* GIVEN PROBLEM *
Reproduce the entries exactly.

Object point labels
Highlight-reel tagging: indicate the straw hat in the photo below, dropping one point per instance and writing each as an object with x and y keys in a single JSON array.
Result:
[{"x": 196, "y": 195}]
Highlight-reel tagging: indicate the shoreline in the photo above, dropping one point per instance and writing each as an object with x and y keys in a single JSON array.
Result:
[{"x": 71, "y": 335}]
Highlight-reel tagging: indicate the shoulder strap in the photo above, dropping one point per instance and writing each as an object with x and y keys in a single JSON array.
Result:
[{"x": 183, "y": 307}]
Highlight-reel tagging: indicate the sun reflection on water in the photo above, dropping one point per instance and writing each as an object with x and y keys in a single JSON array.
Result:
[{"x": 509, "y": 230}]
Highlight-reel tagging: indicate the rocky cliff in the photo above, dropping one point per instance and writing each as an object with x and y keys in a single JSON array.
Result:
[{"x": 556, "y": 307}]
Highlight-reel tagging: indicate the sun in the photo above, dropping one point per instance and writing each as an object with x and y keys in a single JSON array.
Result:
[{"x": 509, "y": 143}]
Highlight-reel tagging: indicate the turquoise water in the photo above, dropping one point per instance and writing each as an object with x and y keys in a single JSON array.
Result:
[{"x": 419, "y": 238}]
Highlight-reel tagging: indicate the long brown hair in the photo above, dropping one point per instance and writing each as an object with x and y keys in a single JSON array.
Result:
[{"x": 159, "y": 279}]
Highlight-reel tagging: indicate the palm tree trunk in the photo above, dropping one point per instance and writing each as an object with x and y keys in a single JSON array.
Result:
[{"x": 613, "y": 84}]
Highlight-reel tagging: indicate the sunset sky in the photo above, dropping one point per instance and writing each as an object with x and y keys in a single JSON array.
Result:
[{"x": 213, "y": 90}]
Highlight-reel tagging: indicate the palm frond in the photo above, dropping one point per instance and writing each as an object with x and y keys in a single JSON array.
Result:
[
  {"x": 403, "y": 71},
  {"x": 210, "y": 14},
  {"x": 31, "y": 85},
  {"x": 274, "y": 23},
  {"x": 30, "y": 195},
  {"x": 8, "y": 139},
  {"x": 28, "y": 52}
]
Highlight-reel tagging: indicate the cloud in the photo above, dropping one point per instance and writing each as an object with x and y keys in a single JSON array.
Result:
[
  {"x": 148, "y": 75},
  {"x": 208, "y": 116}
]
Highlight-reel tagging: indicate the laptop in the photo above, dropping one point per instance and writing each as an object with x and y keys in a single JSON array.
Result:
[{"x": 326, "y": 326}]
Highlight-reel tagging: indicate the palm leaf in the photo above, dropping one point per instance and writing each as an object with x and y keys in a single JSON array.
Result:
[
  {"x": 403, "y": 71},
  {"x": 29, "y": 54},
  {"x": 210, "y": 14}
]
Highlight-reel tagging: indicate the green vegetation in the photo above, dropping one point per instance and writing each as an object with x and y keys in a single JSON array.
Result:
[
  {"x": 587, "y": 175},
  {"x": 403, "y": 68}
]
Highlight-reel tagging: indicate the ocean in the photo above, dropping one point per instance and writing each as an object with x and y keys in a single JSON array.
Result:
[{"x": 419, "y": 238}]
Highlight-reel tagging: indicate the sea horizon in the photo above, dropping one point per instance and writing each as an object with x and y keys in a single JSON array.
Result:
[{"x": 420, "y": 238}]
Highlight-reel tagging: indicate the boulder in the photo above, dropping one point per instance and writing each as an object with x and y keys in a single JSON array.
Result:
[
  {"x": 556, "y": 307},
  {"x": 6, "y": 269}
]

* CORRECT ANSWER *
Highlight-reel tagging: indicate the straw hat in the photo below, dropping one point per instance and writing each as an object with x and y keys in a single JSON array.
Result:
[{"x": 196, "y": 195}]
Highlight-reel tagging: indicate the shoreline in the photo above, dropping one point per instance and writing each as an object with x and y keys in a single JSON array.
Result:
[{"x": 71, "y": 335}]
Highlight-reel tagging: indicate the shoulder strap in the photo above, dropping one point per instance and writing each as an object with x and y keys in a single JSON array.
Result:
[{"x": 183, "y": 307}]
Highlight-reel tagging: indicate the sun reflection on water in the photo above, dropping one point per instance and writing each as an object with x and y keys in a single JSON array.
Result:
[{"x": 509, "y": 230}]
Highlight-reel tagging: indicate the rocky cliff in the photo above, dropping one point per instance and writing each as an object with x and y keys in a single JSON array.
Result:
[{"x": 556, "y": 307}]
Highlight-reel tagging: indicate the sun in the photo above, dropping one point per instance and writing each as an object with x and y keys in a single JSON array.
Result:
[{"x": 509, "y": 143}]
Highlight-reel tagging: indicate the turquoise water in the photo above, dropping one point per instance and writing each as an object with x and y keys in a single JSON array.
Result:
[{"x": 419, "y": 238}]
Highlight-reel tagging: indicate the long brown hair in the photo above, dropping one point per instance and writing each as an object with x and y keys in a single JSON array.
Result:
[{"x": 159, "y": 279}]
Highlight-reel tagging: indicate the palm tree trunk in the photo above, dropping one point per instance and writing each as an object with x and y keys in a single JSON array.
Result:
[{"x": 613, "y": 84}]
Highlight-reel tagging: indicate the sunset sky in the photo above, dropping one point per instance and writing each as an object with x and y keys in a single JSON array.
Result:
[{"x": 213, "y": 90}]
Highlight-reel tagging: indicate the palm frond in the photo above, dropping one point per instance and writing each as an object with x and y keys in a single JSON array.
Result:
[
  {"x": 403, "y": 71},
  {"x": 210, "y": 14},
  {"x": 31, "y": 85},
  {"x": 274, "y": 23},
  {"x": 30, "y": 195},
  {"x": 8, "y": 139},
  {"x": 28, "y": 52}
]
Highlight-reel tagging: indicate the cloud in the photo above, dropping one point per instance and writing each as an object with x and y keys in a single JSON array.
Result:
[
  {"x": 148, "y": 75},
  {"x": 208, "y": 116}
]
Highlight-reel tagging: indicate the laptop in the photo above, dropping one point per instance and writing each as an object with x and y keys in a single JSON array.
Result:
[{"x": 326, "y": 326}]
Highlight-reel tagging: indicate the palm leaf in the photo above, dropping one point per instance and writing each as an object with x and y keys in a single JSON array.
Result:
[
  {"x": 403, "y": 71},
  {"x": 29, "y": 54},
  {"x": 210, "y": 14}
]
Highlight-reel tagging: indicate the green vegetation in the photo above, dropping one point per instance and writing each as an object with x and y keys in a single JSON array.
Result:
[
  {"x": 587, "y": 175},
  {"x": 403, "y": 68}
]
Highlight-reel tagging: indicate the ocean in the photo above, dropping one point per instance and writing each as an object with x and y keys in a single JSON array.
Result:
[{"x": 419, "y": 238}]
Highlight-reel tagging: indicate the sea horizon in the photo above, dropping one point per instance and writing each as an object with x and y keys in a single JSON array.
Result:
[{"x": 420, "y": 238}]
Highlight-reel tagging: indicate the boulder in the photo above, dropping one point per instance and writing each as an object with x and y keys in a single JSON array.
Result:
[
  {"x": 556, "y": 307},
  {"x": 6, "y": 269}
]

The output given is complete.